» **Input material**:
+ + + + +
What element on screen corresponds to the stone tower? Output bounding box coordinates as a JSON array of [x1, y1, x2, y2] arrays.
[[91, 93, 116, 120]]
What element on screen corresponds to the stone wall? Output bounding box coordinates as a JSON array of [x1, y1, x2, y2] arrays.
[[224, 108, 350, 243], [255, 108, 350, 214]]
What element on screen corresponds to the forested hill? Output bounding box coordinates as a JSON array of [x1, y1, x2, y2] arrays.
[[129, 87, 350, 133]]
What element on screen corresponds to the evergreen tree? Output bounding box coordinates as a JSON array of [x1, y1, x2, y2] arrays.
+ + + + +
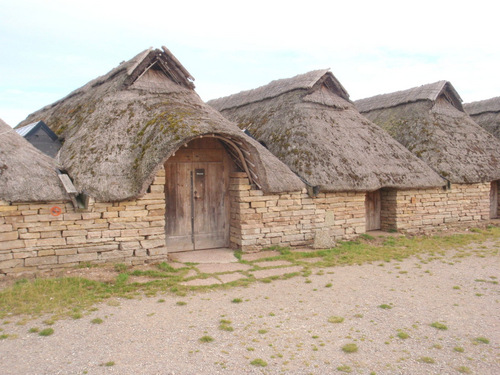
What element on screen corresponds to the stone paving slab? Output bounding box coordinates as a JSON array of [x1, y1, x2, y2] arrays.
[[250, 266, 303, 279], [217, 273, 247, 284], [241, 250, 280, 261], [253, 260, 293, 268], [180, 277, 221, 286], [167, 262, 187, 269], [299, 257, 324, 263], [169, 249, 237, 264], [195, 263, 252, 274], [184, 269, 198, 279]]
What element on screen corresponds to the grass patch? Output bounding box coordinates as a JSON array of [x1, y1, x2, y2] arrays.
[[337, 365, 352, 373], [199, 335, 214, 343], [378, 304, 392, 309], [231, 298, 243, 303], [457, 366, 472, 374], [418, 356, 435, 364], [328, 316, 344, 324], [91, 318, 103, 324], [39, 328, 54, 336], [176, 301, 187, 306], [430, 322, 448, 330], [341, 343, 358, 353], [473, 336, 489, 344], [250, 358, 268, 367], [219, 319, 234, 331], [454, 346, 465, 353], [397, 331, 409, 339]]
+ + + + +
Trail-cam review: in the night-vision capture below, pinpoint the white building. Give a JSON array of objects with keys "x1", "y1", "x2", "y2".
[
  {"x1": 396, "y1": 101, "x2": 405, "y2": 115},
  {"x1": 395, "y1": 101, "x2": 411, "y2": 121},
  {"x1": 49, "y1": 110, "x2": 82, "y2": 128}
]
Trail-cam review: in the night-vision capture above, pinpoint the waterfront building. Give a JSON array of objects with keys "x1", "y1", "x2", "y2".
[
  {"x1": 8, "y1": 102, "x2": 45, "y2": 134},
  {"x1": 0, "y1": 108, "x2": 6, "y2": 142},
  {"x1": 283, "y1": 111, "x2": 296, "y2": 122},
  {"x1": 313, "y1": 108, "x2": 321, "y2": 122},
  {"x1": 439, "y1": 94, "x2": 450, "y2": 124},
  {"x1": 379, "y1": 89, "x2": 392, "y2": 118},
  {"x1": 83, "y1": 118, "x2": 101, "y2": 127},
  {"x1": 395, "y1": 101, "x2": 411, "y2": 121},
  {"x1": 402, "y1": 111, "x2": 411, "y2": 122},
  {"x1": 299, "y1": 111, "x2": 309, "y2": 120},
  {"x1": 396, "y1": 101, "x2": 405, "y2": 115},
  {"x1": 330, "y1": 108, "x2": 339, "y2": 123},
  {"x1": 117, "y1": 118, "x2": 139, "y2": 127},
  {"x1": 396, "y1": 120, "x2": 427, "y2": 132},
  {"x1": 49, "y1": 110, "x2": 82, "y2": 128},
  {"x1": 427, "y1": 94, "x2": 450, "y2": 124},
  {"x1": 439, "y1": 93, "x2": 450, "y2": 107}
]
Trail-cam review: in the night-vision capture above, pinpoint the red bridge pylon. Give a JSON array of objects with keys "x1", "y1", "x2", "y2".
+ + + + +
» **Task details**:
Beginning with the line above that contains "What element on screen corresponds to the stone tower?", copy each line exactly up to and including the line that contains "What element on screen corresponds to the evergreen", and go no further.

» **Answer for this exercise**:
What element on screen corresponds to the stone tower? Output bounding box coordinates as a JSON array of [x1, y1, x2, y2] arrays.
[[91, 93, 116, 120]]
What element on screen corresponds to the stone wall? Output bounding box coordinates as a JSON array of [x1, y1, x2, y2] arrays.
[[224, 108, 350, 243], [255, 108, 350, 214]]
What element on screen corresponds to the forested hill? Output bounding box coordinates as a JSON array of [x1, y1, x2, y2] arrays.
[[129, 87, 350, 133]]
What element on screen corresponds to the evergreen tree? Output bounding box coordinates as a JSON array of [x1, y1, x2, y2] arrays.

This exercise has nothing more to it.